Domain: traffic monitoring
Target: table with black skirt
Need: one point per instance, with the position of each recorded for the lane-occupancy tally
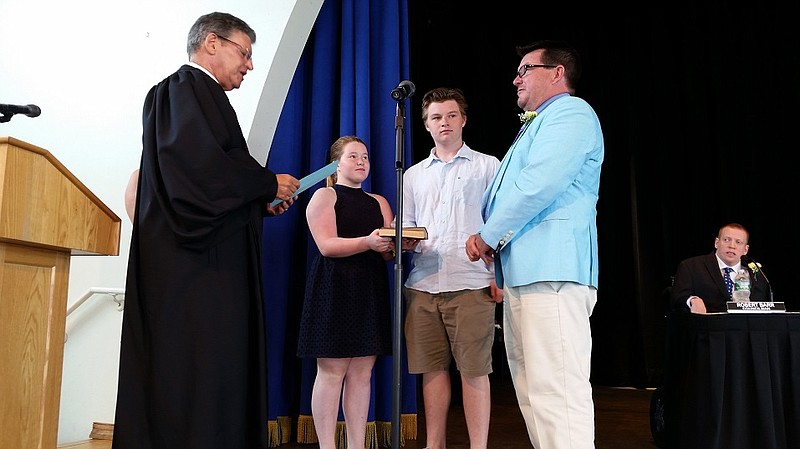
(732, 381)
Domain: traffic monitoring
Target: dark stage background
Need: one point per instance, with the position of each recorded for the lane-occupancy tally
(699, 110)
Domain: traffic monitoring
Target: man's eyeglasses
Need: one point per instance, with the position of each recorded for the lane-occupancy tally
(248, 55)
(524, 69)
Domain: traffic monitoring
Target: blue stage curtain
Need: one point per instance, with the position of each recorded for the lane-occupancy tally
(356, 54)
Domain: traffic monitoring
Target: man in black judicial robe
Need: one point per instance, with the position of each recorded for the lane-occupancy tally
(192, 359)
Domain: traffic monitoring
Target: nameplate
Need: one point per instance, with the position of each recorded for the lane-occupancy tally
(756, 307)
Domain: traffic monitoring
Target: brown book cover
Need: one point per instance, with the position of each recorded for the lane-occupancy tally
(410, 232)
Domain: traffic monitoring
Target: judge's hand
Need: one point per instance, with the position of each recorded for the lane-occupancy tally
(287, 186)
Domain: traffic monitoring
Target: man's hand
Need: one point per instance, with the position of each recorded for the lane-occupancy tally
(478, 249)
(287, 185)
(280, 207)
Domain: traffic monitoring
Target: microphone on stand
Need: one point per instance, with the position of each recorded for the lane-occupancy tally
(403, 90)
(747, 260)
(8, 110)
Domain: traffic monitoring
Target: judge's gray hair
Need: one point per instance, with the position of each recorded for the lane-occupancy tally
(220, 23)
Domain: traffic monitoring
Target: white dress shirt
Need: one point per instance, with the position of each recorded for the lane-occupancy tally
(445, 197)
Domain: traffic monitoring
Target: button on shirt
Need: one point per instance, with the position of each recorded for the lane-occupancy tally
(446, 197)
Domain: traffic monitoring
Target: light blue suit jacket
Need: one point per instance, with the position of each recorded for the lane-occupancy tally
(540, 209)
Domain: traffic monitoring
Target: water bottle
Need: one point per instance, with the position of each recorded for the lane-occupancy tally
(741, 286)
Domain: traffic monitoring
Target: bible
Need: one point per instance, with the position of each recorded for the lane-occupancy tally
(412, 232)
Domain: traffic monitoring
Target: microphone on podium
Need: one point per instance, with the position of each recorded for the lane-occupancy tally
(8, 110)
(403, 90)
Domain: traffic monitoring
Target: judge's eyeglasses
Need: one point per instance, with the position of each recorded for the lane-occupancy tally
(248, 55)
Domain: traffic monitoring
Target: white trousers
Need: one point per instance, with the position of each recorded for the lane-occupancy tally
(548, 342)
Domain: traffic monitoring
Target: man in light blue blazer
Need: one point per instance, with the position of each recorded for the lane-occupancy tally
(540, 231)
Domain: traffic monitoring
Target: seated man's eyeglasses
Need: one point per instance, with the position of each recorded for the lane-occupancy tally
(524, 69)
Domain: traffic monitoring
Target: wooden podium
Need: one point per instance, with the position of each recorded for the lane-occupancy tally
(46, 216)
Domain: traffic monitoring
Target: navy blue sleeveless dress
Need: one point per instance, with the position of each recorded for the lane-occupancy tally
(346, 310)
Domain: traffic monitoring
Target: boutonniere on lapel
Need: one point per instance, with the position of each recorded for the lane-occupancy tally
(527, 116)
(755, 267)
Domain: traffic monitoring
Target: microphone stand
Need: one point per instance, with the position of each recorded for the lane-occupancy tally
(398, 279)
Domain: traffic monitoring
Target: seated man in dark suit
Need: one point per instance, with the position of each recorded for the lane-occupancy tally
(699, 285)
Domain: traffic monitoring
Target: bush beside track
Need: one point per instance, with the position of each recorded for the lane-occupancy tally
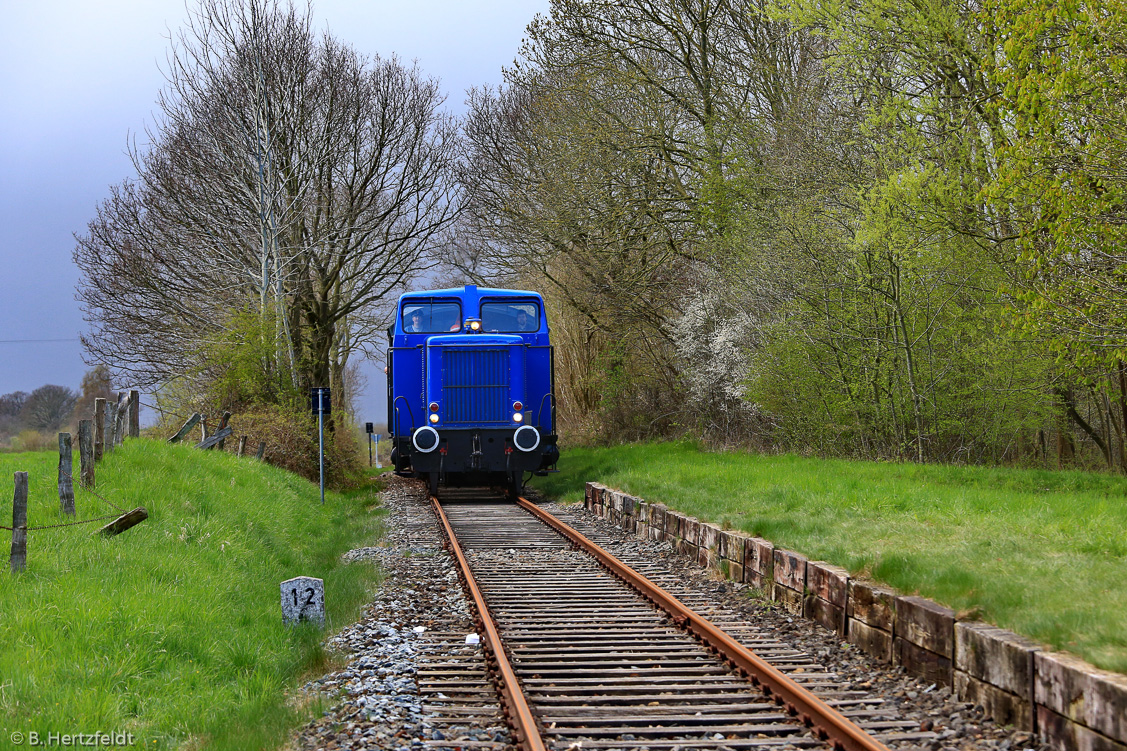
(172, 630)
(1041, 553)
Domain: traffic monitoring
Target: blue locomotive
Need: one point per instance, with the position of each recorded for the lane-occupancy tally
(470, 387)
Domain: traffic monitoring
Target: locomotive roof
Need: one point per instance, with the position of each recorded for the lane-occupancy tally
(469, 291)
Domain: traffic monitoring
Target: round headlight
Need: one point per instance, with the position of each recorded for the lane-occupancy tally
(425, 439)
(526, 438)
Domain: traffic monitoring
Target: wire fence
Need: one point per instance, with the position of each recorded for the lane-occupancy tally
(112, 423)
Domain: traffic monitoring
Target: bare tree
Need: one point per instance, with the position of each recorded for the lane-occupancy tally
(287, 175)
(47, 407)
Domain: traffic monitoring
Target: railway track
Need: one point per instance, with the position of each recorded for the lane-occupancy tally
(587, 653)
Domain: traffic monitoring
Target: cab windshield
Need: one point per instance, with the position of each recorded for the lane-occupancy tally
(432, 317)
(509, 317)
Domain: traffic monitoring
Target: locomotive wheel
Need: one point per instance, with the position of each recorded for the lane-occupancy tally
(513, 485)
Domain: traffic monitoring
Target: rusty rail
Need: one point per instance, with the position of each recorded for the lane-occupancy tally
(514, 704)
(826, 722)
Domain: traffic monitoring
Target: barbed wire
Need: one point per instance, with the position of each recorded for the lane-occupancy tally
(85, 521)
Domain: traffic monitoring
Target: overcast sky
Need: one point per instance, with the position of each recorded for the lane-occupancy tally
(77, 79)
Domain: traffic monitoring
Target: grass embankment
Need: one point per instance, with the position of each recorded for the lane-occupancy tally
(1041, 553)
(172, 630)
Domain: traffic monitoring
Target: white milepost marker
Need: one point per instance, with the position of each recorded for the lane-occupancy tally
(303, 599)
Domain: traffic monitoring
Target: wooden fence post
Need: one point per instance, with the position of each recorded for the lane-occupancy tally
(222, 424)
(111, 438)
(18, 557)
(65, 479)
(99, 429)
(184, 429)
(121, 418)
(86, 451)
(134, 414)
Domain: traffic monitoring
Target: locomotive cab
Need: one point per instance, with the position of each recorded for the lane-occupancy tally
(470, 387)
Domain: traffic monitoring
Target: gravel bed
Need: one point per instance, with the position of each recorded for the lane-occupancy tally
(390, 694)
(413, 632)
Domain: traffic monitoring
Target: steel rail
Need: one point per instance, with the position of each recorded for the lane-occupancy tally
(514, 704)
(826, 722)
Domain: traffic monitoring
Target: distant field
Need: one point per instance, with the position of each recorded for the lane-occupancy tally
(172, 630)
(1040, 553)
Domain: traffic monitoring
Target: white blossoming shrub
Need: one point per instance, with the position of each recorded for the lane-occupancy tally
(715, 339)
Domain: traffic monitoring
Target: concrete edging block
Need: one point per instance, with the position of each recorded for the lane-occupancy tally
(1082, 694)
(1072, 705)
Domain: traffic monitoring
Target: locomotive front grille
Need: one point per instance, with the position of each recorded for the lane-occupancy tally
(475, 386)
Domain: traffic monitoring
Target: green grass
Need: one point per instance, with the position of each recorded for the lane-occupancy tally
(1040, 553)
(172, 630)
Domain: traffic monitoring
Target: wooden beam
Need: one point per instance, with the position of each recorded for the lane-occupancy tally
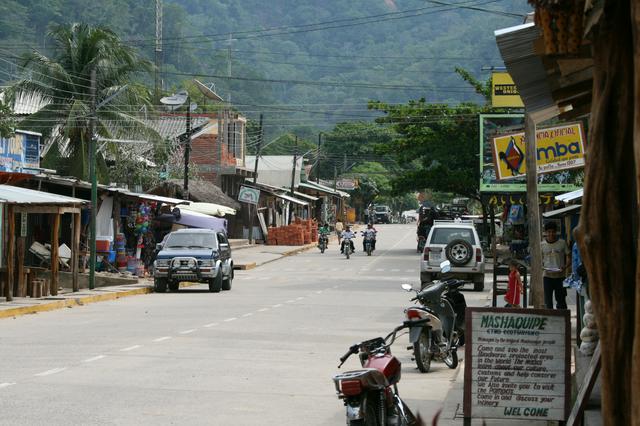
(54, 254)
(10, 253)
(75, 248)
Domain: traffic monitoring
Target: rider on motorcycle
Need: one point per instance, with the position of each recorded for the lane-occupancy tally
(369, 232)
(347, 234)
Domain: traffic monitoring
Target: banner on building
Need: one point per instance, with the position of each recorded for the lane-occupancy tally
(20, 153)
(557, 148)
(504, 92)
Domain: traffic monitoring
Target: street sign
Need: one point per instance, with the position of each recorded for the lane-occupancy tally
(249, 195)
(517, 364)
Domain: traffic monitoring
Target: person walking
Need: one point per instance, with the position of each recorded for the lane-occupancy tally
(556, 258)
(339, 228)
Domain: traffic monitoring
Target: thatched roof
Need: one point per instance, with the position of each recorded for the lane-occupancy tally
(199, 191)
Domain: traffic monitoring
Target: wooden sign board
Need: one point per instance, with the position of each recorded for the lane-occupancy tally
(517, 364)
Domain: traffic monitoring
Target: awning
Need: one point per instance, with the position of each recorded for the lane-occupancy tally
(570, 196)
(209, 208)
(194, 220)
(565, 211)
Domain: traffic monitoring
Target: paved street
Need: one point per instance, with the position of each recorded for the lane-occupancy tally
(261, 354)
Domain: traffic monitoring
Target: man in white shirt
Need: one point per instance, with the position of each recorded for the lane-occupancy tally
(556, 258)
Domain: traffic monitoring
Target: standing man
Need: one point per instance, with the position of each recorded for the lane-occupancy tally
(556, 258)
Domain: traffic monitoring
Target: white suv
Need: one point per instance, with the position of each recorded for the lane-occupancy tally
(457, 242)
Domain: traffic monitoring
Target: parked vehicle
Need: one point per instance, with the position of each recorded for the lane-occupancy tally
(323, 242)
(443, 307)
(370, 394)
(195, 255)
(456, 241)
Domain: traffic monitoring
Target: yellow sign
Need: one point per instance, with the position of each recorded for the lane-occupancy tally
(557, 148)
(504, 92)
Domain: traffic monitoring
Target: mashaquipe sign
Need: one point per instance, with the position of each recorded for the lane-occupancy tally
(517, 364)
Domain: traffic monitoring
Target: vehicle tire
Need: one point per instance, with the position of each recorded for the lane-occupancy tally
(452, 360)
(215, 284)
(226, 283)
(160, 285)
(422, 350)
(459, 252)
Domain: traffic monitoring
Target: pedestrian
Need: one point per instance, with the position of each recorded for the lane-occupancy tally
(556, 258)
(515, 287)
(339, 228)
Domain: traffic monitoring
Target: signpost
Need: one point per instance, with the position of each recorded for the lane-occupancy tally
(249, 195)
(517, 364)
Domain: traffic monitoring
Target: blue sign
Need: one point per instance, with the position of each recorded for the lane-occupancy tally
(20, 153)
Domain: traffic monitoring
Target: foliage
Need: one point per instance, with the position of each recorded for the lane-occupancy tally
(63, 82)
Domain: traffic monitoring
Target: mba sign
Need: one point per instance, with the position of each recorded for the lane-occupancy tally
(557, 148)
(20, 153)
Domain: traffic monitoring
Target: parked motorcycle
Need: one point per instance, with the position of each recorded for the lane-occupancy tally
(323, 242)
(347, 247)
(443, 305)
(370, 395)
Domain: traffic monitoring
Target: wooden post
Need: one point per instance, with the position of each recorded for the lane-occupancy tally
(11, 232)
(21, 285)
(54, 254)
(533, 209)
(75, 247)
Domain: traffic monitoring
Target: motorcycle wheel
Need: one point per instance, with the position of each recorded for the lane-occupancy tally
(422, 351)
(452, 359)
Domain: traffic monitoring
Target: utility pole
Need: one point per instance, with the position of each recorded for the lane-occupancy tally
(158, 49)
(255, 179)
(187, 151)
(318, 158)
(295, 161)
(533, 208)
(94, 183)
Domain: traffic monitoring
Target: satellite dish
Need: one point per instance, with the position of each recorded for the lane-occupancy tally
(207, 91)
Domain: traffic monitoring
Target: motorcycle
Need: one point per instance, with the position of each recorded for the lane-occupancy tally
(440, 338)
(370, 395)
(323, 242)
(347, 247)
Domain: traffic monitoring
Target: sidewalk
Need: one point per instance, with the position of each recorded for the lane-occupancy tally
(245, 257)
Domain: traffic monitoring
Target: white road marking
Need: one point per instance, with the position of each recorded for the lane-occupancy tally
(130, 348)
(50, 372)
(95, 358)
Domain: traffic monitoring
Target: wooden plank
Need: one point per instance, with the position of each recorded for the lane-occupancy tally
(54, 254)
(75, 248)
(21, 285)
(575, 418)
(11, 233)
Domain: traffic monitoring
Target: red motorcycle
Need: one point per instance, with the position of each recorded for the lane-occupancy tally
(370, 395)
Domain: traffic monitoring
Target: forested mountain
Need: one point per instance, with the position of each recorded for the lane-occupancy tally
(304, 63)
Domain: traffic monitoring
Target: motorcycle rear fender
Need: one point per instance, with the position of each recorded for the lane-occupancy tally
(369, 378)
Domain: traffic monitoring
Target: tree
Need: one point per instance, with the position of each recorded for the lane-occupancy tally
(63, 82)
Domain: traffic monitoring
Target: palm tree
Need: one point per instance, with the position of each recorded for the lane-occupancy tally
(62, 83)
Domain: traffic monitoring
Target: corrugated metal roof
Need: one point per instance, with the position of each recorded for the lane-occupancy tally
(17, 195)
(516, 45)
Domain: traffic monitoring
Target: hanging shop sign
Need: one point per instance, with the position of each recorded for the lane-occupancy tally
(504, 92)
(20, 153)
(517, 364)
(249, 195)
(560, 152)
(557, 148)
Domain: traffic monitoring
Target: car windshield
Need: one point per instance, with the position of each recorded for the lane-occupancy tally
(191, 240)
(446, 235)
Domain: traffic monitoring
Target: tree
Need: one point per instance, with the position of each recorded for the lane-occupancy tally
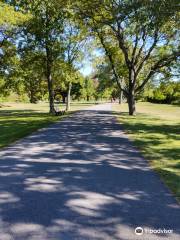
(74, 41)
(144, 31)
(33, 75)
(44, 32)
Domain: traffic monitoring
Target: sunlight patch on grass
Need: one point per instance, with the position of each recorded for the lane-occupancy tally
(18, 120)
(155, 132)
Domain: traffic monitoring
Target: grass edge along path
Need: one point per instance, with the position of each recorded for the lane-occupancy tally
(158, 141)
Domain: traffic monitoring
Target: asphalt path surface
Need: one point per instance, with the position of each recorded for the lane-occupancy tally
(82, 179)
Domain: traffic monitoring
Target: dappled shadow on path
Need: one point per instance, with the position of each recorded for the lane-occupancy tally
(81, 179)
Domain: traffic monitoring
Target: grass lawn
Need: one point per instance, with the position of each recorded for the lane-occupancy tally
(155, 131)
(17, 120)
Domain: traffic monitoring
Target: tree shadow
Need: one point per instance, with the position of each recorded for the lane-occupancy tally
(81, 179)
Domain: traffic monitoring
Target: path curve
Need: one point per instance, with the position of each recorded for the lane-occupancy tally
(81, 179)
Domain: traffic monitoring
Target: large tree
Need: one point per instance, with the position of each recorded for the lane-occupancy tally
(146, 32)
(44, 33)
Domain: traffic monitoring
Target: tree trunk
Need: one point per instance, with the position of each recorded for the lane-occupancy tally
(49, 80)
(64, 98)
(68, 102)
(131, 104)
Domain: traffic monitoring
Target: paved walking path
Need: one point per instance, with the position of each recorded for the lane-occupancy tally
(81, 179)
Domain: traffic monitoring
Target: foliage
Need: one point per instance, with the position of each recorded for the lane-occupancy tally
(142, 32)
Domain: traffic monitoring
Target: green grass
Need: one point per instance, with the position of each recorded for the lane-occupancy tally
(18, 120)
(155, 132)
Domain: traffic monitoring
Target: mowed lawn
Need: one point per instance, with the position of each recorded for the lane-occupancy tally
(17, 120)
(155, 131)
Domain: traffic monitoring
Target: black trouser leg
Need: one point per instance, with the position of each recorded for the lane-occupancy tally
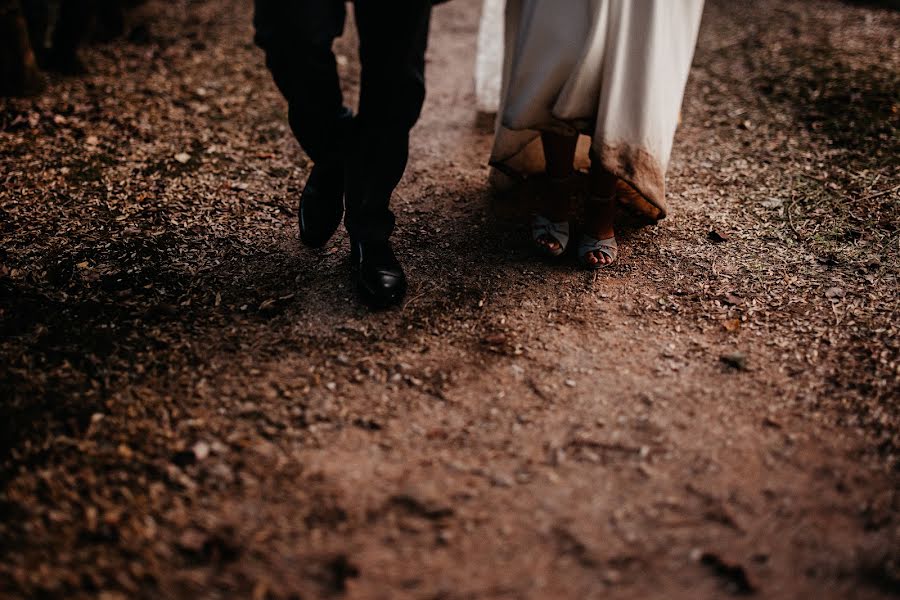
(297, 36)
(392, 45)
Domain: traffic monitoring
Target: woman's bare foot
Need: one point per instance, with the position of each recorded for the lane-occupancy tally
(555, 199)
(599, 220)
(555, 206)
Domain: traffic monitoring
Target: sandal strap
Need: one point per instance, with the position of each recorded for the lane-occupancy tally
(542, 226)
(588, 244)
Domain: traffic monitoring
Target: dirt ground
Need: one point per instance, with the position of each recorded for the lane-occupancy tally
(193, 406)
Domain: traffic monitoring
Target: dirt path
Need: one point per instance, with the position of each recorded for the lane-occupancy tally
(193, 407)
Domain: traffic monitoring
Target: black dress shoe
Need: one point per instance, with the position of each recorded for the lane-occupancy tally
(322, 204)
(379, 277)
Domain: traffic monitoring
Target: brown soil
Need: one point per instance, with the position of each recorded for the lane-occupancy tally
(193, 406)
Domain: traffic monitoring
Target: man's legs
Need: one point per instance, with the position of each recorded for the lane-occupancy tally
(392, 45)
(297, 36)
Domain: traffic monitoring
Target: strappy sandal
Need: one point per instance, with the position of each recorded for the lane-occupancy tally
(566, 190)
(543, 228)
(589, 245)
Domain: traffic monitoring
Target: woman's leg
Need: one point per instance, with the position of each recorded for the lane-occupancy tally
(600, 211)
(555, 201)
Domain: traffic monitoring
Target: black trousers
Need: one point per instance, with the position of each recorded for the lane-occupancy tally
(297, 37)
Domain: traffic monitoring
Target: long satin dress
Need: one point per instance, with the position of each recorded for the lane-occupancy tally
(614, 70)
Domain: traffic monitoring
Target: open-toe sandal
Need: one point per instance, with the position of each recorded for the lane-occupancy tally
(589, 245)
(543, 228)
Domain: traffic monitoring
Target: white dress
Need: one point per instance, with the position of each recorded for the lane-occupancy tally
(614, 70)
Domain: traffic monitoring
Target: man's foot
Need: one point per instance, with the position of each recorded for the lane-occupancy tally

# EXERCISE BRIEF
Show each line above that contains the word "fence", copied in full.

# EXERCISE OUTPUT
Target: wire fence
Target: wooden fence post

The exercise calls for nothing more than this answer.